PROVIDED PASSAGE:

-- start --

How many times have you heard me say it from your pulpit in our sanctuary? The opposite of faith isn’t doubt. It is fear. Of course, fear and concern are real these days! That’s one of the reasons why the collective eye of the readers of Luke’s gospel is drawn to the people’s great fear. But they begged Jesus to leave. When Jesus, the Son of God, stepped into our world, when he burst forth from Mary’s womb, he came bearing our very flesh. A flesh that aches when surrounded by the darkness of this world. And as we linger there just outside the tombs with the man-made whole sitting at the feet of Jesus, Luke wants you to remember another tomb. Luke knows you know of another tomb in the gospel. That tomb is empty. For this Jesus, the Savior who steps into your world again and again, this Son of the Most High God has conquered death and plunged the depths of hell itself. He has forever broken the chains and the shackles of those powers and principalities. And for those of us who live in world so uncontained, in a land of deep darkness, on us, a light has shined.

And so today, this week, and next week, and the week after that, and the month after that, God’s people will dare to hope, and the people of God will not fear, as the Psalmist writes, “though the earth change, though the mountains shake (Ps 46)”.  We will dare to pray for healing and wholeness and seek to love our neighbors as ourselves. We will continue to be the body of Christ for one another so we can be the body of Christ for the world. We will keep yearning to serve others and work for justice all with compassion and mercy and kindness, fully assured that the kingdom in heaven shall surely be coming on earth. A kingdom where “they will hunger no more, and thirst no more, and the Lamb at the center of the throne will be their shepherd.” And the one who is on the throne, the one who stepped out of the boat into our world will lead us to springs of living water and wipe away every tear from our eye.

Until that day, here along the Way in this world where Jesus stepped out of the boat, you and I called to remember how much God has done for us. To remind one another how much Jesus has done for us. To let the world know with the very faithfulness of our lives.

The demons begged Jesus not to be sent back to the abyss. The man made whole begged to stay with Jesus. The people asked him to leave. As for us? As for you and me? Let’s beg Jesus to never, never, never leave.

-- end --

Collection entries
-- start --

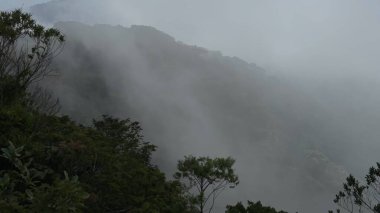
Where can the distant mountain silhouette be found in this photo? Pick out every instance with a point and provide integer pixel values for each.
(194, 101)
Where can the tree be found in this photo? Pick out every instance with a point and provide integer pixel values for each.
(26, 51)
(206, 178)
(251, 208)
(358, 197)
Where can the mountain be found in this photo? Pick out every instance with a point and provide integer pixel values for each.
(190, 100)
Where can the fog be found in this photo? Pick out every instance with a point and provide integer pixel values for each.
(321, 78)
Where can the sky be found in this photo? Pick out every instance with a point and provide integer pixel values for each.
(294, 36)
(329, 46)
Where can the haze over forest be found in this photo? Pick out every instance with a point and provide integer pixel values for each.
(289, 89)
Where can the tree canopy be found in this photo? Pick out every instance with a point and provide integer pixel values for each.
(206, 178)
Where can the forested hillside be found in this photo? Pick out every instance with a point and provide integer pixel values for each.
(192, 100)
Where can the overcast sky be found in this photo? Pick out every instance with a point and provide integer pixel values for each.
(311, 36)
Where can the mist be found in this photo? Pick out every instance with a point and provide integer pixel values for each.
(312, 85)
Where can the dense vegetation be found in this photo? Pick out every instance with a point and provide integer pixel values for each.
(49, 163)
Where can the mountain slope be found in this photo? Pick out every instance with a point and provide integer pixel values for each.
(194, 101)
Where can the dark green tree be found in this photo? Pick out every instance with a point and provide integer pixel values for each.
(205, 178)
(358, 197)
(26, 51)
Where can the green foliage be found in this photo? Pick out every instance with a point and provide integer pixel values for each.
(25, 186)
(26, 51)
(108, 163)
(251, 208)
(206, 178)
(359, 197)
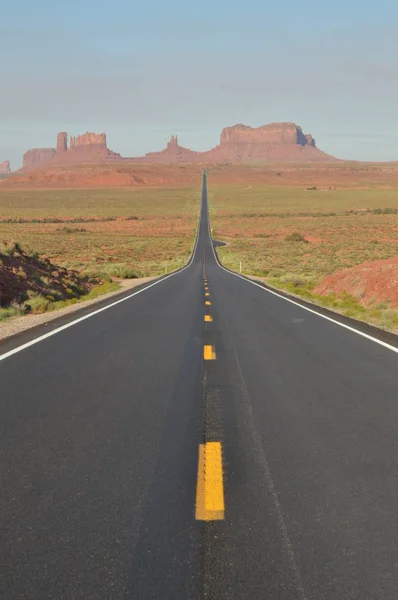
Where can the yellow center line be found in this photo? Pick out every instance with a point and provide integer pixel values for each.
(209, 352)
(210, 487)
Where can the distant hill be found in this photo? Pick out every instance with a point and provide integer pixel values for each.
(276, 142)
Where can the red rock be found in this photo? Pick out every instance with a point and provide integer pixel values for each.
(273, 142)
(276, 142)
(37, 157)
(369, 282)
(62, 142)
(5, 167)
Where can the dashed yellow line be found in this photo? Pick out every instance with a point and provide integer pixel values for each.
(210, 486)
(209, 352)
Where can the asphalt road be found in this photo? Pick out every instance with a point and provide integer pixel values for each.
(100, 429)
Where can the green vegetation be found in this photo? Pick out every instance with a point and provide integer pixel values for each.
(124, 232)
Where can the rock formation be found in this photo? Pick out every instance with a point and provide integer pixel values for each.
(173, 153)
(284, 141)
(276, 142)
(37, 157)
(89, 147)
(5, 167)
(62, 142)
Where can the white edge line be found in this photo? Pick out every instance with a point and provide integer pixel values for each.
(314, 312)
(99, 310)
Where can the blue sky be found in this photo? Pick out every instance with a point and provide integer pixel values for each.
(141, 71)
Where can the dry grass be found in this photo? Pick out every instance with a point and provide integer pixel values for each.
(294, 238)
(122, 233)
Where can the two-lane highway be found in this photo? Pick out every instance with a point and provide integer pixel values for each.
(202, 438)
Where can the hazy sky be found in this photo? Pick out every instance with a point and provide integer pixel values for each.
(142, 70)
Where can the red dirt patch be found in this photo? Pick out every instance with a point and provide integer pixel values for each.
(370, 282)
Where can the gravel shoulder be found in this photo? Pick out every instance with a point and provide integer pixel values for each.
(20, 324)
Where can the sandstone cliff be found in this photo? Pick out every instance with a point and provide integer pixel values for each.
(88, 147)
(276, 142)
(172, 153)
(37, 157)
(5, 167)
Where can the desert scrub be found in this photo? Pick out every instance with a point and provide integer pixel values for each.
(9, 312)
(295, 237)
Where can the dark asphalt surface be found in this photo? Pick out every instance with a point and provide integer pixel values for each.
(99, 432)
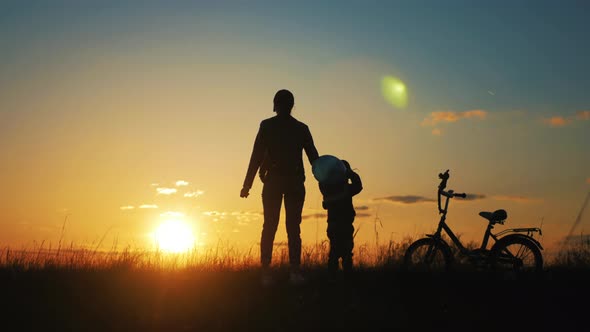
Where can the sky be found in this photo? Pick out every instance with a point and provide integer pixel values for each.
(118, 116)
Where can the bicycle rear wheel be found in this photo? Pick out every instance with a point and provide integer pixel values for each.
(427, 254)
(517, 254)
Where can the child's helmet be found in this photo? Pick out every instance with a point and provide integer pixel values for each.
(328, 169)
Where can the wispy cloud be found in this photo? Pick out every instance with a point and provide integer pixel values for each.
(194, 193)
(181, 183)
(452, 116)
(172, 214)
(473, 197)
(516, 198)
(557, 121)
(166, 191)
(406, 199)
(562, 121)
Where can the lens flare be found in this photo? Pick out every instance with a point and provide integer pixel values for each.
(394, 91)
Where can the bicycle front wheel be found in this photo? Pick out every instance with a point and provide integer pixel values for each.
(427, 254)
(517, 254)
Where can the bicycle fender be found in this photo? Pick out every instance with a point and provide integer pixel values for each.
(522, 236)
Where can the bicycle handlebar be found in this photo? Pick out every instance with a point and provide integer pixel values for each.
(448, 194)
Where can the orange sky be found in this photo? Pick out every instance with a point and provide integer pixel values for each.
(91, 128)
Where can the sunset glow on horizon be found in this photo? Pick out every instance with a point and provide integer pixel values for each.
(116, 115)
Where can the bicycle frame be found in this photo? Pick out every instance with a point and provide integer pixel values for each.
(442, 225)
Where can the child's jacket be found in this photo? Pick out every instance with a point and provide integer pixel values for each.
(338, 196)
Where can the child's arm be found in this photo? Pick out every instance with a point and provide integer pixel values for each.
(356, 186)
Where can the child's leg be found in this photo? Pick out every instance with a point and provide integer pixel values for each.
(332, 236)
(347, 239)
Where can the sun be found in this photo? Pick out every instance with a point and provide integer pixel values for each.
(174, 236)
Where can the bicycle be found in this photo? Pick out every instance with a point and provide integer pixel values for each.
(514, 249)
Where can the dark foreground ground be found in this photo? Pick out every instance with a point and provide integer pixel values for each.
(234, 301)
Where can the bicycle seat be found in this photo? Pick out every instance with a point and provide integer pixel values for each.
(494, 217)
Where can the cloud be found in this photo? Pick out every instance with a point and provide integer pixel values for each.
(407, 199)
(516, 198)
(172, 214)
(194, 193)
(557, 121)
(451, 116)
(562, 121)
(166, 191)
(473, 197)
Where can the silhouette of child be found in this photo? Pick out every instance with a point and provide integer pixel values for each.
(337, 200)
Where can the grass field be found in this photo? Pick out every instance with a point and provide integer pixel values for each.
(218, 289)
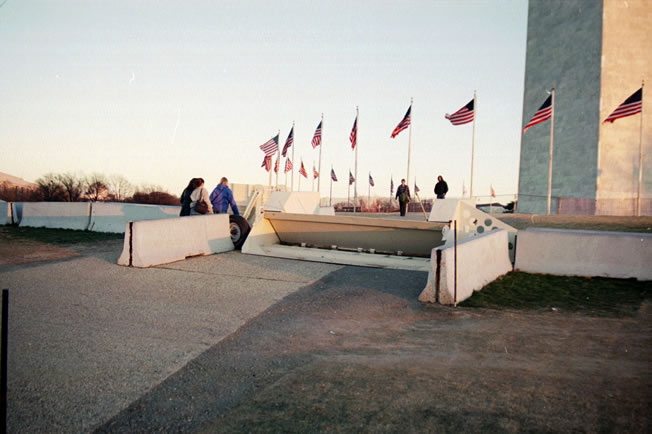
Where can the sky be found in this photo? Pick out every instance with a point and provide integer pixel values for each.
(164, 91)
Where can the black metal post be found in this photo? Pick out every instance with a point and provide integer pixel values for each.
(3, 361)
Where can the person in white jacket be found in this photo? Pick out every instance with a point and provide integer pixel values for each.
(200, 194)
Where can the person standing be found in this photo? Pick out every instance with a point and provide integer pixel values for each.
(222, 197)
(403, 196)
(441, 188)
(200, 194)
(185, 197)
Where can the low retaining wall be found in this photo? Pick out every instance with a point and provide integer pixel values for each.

-- end --

DIRECTIONS FOR THIS TASK: Reproduce the part of the sermon starting at "Until that day, here" and ending at "of our lives.".

ANSWER TO THIS EXERCISE:
Until that day, here along the Way in this world where Jesus stepped out of the boat, you and I called to remember how much God has done for us. To remind one another how much Jesus has done for us. To let the world know with the very faithfulness of our lives.